— SET EXERCISE —
Can you copy each of the items below word for word, with nothing added, dropped, or changed?
● ● ● ● ●
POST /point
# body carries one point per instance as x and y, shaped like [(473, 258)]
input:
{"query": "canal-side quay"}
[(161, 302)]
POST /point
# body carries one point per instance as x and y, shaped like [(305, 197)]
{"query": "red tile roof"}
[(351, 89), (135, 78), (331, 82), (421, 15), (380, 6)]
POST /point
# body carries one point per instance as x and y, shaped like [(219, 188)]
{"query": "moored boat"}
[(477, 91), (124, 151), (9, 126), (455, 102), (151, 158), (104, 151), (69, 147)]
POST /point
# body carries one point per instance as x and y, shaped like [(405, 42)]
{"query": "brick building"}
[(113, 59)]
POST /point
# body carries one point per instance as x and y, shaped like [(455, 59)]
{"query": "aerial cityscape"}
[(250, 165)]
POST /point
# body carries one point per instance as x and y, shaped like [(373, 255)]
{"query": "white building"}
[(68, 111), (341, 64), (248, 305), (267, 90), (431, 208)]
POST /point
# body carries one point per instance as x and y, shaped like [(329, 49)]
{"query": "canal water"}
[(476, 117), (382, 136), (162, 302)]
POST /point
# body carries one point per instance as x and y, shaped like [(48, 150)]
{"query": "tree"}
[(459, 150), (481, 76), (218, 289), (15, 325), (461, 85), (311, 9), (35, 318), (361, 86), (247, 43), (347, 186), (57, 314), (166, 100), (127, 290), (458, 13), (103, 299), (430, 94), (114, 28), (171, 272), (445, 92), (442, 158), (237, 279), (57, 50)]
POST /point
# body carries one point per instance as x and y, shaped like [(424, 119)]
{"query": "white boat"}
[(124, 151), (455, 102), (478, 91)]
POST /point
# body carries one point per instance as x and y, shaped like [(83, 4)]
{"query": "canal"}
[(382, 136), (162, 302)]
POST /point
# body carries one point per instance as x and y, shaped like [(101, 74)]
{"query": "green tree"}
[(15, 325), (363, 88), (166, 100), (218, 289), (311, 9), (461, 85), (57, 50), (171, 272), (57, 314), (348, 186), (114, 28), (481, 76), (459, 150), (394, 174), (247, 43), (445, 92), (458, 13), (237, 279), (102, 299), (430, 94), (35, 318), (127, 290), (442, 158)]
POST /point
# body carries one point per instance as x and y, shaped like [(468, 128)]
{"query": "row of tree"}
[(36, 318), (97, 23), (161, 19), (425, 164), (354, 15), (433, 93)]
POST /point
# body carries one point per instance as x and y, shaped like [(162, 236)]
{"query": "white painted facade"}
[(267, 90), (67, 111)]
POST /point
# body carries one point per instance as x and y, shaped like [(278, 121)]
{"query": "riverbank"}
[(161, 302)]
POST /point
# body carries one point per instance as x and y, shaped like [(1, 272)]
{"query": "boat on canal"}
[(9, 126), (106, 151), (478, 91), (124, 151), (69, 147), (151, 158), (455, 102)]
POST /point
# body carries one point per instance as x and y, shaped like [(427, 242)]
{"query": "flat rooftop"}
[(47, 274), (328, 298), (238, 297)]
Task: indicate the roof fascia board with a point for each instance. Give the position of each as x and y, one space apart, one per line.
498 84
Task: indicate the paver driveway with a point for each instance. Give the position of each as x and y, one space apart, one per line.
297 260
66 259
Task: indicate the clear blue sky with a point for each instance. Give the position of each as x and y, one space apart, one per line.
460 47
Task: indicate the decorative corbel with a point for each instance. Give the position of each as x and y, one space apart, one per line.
● ● ● ● ●
— RESULT —
POST /point
# body carries one point per instance as x and y, shaped like [(473, 258)]
input:
{"query": "canal-side quay"}
[(161, 302)]
POST /point
# body carries one point per instance as x and y, shaped like [(305, 197)]
{"query": "red tile roof"}
[(351, 89), (135, 78), (331, 82), (421, 15), (380, 6)]
POST /point
# body carries one point per instance as x and y, shaped like [(219, 188)]
{"query": "moored boat"}
[(477, 91), (124, 151), (9, 126), (455, 102), (151, 158), (104, 151), (69, 147)]
POST /point
# body carries one point per instance as x and y, shaped like [(405, 42)]
{"query": "brick building"}
[(113, 59)]
POST /point
# body carries one point per instance as x and y, shaped like [(455, 59)]
{"query": "aerial cityscape"}
[(250, 165)]
POST /point
# body carries one point per instance as x and y, shaped like [(373, 255)]
{"query": "white building"}
[(68, 111), (341, 64), (248, 305), (267, 90), (431, 208)]
POST /point
# body carries one point per instance as x and y, shaped like [(329, 49)]
{"query": "canal water"}
[(476, 117), (382, 136), (162, 302)]
POST /point
# body carries one point per instance as x and y, shaped like [(48, 150)]
{"query": "tree"}
[(459, 150), (481, 76), (218, 289), (15, 325), (461, 85), (311, 9), (35, 318), (361, 86), (247, 43), (347, 186), (57, 314), (166, 100), (127, 290), (458, 13), (103, 299), (430, 94), (114, 28), (171, 272), (445, 92), (442, 158), (237, 279), (57, 50)]
POST /point
# body carries one point per instance as x and y, shaped like [(424, 119)]
{"query": "white boat"}
[(124, 151), (455, 102), (478, 91)]
POST /point
# body carries one point per instance as x and y, shaped like [(83, 4)]
{"query": "canal"}
[(382, 136), (162, 302)]
POST /point
# body carries one point per instance as x and y, shaped like [(101, 74)]
{"query": "green tree"}
[(15, 325), (363, 88), (166, 100), (218, 289), (311, 9), (461, 85), (57, 50), (171, 272), (57, 314), (348, 186), (114, 28), (481, 76), (459, 150), (394, 174), (247, 43), (445, 92), (458, 13), (237, 279), (102, 299), (430, 94), (35, 318), (127, 290), (442, 158)]
POST /point
# body carries one point per instance as x and y, shaped like [(468, 128)]
{"query": "row of tree"}
[(36, 318), (97, 23), (161, 19), (425, 164), (354, 15), (433, 93)]
POST /point
# body carries one point per instance as x and y, shaped like [(162, 236)]
{"query": "white painted facade"}
[(267, 90), (67, 111)]
POST /point
# body carries one point per instance as x and y, shaped like [(278, 121)]
{"query": "riverbank"}
[(161, 302)]
POST /point
# body carries one point per instance as x and y, shaped like [(1, 272)]
{"query": "boat on canal"}
[(9, 126), (106, 151), (478, 91), (124, 151), (69, 147), (151, 158), (455, 102)]
POST /point
# body carries one point per instance as x and y, shaped like [(427, 242)]
{"query": "flat rooftop"}
[(47, 274), (328, 298), (238, 297)]
Task: indicate the roof fascia board with a point for each instance. Give the position of each as x and y, one space apart, one per line.
498 84
Task: indicate the paver driveway with a point for each instance. Give the position of each as x and y, one space apart, one per line.
297 260
66 259
Task: indicate the clear blue sky with a point for each instance. Give the position of each as x and y, one space apart, one per line.
460 47
Task: indicate the decorative corbel with a point for each instance. Give the position of each as x and y, one space apart, one per line.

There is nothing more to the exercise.